WHAT THIS TASK INVOLVES
Please recast the records below, from the line with "Where can the skate" to the line with "pixel 34 120", both included, as a Markdown table with the columns Row and Text. Give each line its own numbered row and leave out blank lines.

— START SOURCE RECORDS —

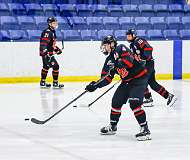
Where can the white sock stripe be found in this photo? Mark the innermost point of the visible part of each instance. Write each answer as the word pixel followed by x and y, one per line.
pixel 116 110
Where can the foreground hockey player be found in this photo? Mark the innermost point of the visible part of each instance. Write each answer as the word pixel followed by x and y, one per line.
pixel 143 52
pixel 48 49
pixel 134 80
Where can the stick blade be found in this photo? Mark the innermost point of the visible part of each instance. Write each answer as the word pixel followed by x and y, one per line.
pixel 36 121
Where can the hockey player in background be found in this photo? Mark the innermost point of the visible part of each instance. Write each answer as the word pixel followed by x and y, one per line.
pixel 134 82
pixel 48 49
pixel 143 52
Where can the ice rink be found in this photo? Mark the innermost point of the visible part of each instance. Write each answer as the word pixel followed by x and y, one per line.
pixel 74 133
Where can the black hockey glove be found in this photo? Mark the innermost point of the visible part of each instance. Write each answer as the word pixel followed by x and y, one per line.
pixel 91 87
pixel 47 59
pixel 57 50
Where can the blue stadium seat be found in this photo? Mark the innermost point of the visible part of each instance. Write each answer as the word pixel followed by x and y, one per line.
pixel 136 1
pixel 110 23
pixel 120 35
pixel 146 10
pixel 50 9
pixel 187 10
pixel 18 35
pixel 4 35
pixel 131 10
pixel 158 23
pixel 142 33
pixel 95 23
pixel 176 10
pixel 34 35
pixel 78 22
pixel 26 22
pixel 171 34
pixel 148 1
pixel 186 22
pixel 87 35
pixel 4 10
pixel 84 10
pixel 17 9
pixel 174 23
pixel 104 33
pixel 9 22
pixel 67 10
pixel 115 10
pixel 63 23
pixel 143 23
pixel 100 10
pixel 124 2
pixel 34 9
pixel 126 23
pixel 185 34
pixel 41 22
pixel 59 35
pixel 161 10
pixel 155 35
pixel 72 35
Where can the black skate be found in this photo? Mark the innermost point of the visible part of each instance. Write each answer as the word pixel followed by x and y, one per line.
pixel 56 85
pixel 148 102
pixel 44 84
pixel 108 130
pixel 144 134
pixel 171 100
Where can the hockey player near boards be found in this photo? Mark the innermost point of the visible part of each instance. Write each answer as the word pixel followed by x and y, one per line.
pixel 142 50
pixel 48 49
pixel 134 80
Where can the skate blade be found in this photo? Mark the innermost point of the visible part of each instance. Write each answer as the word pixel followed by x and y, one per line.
pixel 144 138
pixel 172 102
pixel 148 105
pixel 113 133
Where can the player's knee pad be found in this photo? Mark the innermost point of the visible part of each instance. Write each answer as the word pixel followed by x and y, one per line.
pixel 135 102
pixel 45 67
pixel 56 67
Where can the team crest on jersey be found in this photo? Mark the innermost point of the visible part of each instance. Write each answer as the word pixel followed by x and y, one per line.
pixel 116 55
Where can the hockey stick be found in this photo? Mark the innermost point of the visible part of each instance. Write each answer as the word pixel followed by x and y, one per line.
pixel 103 94
pixel 34 120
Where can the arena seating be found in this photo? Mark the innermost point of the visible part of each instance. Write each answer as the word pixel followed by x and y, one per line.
pixel 23 20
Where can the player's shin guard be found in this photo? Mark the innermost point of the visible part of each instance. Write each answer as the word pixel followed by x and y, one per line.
pixel 114 119
pixel 55 74
pixel 44 73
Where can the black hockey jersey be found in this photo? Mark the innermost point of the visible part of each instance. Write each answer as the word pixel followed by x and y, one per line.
pixel 140 47
pixel 47 42
pixel 125 65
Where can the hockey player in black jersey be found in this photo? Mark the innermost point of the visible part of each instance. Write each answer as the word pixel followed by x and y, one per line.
pixel 48 49
pixel 134 80
pixel 143 52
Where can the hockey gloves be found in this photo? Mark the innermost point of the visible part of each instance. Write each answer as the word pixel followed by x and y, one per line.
pixel 57 50
pixel 91 87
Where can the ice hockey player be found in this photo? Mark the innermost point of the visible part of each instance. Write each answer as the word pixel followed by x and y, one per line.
pixel 48 49
pixel 143 52
pixel 121 61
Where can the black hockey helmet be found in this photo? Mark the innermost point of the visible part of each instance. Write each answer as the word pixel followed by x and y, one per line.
pixel 109 40
pixel 51 19
pixel 131 32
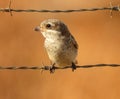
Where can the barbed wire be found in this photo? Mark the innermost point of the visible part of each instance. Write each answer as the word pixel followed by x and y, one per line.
pixel 49 67
pixel 114 8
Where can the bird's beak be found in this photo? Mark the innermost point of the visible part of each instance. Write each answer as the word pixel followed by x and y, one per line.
pixel 37 28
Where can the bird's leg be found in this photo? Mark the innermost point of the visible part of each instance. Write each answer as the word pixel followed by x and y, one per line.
pixel 52 68
pixel 73 66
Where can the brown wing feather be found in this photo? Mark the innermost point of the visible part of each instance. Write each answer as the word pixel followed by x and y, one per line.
pixel 74 42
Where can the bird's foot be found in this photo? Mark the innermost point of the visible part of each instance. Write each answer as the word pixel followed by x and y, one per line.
pixel 73 66
pixel 52 68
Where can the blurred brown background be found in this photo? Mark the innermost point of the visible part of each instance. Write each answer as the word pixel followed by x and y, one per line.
pixel 98 36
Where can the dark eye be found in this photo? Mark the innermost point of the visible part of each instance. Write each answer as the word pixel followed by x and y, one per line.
pixel 48 26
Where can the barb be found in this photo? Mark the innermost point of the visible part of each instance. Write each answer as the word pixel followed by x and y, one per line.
pixel 48 67
pixel 113 8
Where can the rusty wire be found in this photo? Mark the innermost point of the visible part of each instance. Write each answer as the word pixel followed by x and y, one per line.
pixel 48 67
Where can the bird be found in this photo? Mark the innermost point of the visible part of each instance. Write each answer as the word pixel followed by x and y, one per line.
pixel 61 46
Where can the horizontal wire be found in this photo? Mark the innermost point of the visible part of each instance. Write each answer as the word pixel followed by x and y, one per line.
pixel 49 67
pixel 115 8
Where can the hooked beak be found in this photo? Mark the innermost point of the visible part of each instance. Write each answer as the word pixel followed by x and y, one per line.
pixel 37 28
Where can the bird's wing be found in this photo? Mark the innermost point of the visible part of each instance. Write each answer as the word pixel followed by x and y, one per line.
pixel 74 42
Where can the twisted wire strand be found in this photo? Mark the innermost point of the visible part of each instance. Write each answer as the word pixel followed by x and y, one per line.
pixel 49 67
pixel 114 8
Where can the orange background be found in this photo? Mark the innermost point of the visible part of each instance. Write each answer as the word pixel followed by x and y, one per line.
pixel 97 34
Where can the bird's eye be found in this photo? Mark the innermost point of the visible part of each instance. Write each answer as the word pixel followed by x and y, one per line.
pixel 48 26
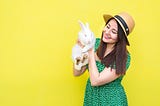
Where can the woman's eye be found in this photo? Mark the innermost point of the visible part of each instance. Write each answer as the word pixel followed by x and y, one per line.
pixel 107 26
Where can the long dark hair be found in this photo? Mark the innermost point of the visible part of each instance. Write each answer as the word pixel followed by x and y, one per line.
pixel 118 56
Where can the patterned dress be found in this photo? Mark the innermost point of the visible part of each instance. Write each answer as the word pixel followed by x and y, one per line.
pixel 110 94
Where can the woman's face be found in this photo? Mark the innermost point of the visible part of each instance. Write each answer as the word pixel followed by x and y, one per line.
pixel 110 32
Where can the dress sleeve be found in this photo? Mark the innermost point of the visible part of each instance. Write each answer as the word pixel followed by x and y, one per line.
pixel 128 61
pixel 97 44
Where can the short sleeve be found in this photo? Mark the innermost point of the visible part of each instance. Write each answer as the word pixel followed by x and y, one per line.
pixel 128 61
pixel 97 44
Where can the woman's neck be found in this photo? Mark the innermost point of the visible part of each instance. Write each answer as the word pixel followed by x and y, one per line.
pixel 110 47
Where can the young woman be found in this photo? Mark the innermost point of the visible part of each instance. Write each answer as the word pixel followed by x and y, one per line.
pixel 108 62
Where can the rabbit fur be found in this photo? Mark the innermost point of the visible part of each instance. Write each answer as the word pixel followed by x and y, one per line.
pixel 87 39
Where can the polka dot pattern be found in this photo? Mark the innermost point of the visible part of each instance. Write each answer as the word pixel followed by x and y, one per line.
pixel 110 94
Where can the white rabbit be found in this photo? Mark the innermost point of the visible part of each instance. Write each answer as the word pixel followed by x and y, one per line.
pixel 87 39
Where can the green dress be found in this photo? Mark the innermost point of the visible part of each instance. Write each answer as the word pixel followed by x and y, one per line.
pixel 110 94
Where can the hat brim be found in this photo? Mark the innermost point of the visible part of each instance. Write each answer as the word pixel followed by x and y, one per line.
pixel 107 17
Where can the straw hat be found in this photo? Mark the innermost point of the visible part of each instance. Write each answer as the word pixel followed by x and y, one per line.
pixel 125 20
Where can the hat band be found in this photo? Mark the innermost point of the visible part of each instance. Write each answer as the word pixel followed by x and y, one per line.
pixel 123 23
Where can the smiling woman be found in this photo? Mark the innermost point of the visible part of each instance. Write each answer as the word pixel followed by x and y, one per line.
pixel 108 64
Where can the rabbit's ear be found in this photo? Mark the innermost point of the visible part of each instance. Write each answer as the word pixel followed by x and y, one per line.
pixel 81 25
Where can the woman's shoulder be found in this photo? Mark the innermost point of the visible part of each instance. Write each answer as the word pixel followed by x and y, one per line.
pixel 97 43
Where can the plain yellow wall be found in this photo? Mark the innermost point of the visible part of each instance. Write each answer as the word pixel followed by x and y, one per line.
pixel 36 38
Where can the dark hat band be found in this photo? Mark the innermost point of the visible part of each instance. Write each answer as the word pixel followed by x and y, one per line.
pixel 123 23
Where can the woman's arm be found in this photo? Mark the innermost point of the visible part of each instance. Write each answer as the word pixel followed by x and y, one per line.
pixel 79 72
pixel 97 79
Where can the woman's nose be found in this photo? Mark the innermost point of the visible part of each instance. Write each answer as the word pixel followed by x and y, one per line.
pixel 107 31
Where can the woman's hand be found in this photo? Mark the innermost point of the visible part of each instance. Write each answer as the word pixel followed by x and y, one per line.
pixel 79 43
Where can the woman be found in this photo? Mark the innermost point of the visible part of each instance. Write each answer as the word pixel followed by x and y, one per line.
pixel 108 62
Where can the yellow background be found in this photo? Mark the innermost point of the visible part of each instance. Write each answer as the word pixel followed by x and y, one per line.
pixel 36 38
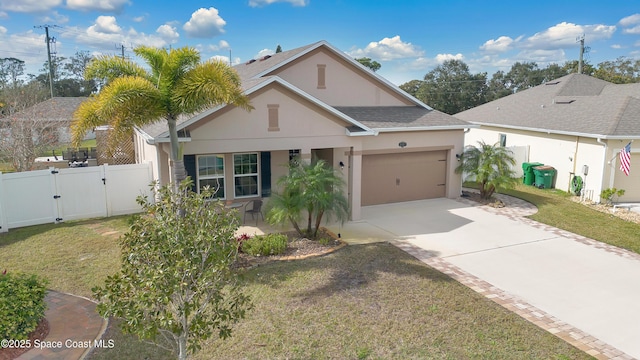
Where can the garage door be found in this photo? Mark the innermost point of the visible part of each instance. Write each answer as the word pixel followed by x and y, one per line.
pixel 631 183
pixel 388 178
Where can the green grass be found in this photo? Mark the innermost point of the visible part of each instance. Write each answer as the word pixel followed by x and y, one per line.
pixel 362 302
pixel 556 209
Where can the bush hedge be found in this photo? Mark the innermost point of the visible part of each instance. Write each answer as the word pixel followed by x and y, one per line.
pixel 264 245
pixel 22 305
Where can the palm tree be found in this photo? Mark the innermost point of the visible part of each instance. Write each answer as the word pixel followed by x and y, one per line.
pixel 314 189
pixel 488 165
pixel 176 84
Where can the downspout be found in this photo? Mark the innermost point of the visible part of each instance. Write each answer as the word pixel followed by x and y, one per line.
pixel 604 164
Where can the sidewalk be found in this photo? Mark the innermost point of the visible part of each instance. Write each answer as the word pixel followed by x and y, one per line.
pixel 74 324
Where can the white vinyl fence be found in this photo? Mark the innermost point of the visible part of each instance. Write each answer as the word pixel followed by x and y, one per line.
pixel 56 195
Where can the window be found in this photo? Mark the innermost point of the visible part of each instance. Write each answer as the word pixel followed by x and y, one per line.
pixel 273 117
pixel 503 140
pixel 245 174
pixel 322 71
pixel 211 173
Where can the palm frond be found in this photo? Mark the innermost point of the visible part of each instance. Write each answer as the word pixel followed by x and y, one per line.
pixel 209 84
pixel 111 67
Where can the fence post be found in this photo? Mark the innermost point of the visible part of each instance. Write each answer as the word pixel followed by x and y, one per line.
pixel 4 225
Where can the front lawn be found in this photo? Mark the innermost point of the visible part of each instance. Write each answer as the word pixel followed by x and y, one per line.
pixel 365 301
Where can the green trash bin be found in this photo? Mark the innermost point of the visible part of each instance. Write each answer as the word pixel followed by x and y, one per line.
pixel 529 177
pixel 544 176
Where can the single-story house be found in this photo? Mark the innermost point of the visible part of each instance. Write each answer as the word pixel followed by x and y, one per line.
pixel 316 102
pixel 577 124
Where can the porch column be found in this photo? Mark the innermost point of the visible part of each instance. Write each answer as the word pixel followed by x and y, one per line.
pixel 355 184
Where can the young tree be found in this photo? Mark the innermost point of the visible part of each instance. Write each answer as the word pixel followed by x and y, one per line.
pixel 177 83
pixel 176 284
pixel 489 166
pixel 314 189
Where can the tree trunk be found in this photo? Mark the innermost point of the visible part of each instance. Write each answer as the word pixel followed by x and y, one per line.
pixel 182 347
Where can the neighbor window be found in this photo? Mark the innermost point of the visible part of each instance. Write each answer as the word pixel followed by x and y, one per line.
pixel 211 173
pixel 245 174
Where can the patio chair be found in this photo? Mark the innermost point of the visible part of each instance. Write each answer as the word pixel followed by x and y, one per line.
pixel 253 207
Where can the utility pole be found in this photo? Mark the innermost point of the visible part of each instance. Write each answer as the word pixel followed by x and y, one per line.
pixel 49 41
pixel 580 60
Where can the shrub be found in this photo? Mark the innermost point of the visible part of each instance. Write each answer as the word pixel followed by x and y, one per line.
pixel 264 245
pixel 22 305
pixel 609 195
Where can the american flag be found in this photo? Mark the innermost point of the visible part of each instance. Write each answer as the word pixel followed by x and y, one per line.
pixel 625 159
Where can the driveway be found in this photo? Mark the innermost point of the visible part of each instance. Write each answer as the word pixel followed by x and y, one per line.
pixel 585 292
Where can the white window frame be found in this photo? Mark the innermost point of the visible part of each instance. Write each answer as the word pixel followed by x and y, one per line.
pixel 256 174
pixel 209 177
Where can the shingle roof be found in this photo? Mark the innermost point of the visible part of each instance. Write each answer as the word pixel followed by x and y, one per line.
pixel 55 109
pixel 255 73
pixel 574 103
pixel 387 117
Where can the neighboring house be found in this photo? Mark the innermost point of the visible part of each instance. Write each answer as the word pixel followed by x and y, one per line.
pixel 569 123
pixel 54 114
pixel 316 102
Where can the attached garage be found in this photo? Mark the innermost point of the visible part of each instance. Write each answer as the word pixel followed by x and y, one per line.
pixel 397 177
pixel 629 183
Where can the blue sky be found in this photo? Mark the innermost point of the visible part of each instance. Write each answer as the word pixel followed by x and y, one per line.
pixel 408 37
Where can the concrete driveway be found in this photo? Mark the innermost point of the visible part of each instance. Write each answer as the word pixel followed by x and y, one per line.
pixel 585 292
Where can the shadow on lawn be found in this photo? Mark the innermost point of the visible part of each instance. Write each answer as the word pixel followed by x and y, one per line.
pixel 351 268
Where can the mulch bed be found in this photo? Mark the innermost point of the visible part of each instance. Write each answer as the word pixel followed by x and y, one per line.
pixel 297 248
pixel 40 333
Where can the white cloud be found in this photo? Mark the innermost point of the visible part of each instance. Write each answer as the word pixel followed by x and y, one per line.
pixel 630 20
pixel 168 33
pixel 205 23
pixel 440 58
pixel 29 5
pixel 634 30
pixel 542 56
pixel 388 49
pixel 55 18
pixel 256 3
pixel 264 52
pixel 106 25
pixel 499 45
pixel 115 6
pixel 565 35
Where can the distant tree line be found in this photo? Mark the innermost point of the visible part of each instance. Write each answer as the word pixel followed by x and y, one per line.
pixel 452 88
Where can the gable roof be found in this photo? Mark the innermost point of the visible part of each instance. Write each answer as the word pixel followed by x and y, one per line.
pixel 575 104
pixel 256 74
pixel 54 109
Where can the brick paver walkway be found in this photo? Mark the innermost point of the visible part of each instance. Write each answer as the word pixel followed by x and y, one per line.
pixel 74 324
pixel 516 210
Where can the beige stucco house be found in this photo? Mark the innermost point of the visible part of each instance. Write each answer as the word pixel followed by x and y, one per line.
pixel 574 123
pixel 316 102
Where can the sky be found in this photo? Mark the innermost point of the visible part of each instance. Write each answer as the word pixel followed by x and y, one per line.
pixel 407 37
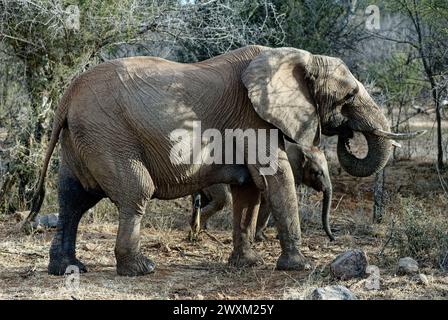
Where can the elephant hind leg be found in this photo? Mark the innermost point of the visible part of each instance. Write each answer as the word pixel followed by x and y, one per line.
pixel 74 201
pixel 246 202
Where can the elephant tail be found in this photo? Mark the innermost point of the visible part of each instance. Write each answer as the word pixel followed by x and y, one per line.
pixel 60 119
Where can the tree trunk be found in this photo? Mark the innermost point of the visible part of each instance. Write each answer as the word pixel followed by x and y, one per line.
pixel 378 196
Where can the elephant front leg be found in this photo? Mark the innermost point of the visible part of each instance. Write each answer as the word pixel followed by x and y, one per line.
pixel 282 200
pixel 246 202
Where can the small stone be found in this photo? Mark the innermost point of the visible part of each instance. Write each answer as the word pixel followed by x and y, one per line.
pixel 407 266
pixel 336 292
pixel 350 264
pixel 20 216
pixel 292 294
pixel 89 247
pixel 46 221
pixel 423 279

— END SOURCE RECORDS —

COMPLETE OUTPUT
| Row | Text |
|---|---|
| 1 | Where can the skate blade be found in this photo? Mark the innermost point of the visible part of each instance. Write each answer as the word pixel followed by x and y, one per line. |
| 2 | pixel 144 138 |
| 3 | pixel 172 102 |
| 4 | pixel 148 105 |
| 5 | pixel 113 133 |
| 6 | Where can the player's knee pad be found in this photo? Mark the innermost point of the visible part of each instance. Write each answer as the word pixel followed by x and y, one per line. |
| 7 | pixel 135 102 |
| 8 | pixel 45 67 |
| 9 | pixel 56 67 |
| 10 | Where can the team crest on jersey be found in this photo? Mark the innermost point of the visible part of each instance. Write each answer as the word pixel followed by x and y, one per line. |
| 11 | pixel 116 55 |
| 12 | Where can the hockey stick be found in this photo? Mark the innermost point of the visible part of each instance. Write each answer as the word pixel followed by x and y, one per line. |
| 13 | pixel 103 94 |
| 14 | pixel 34 120 |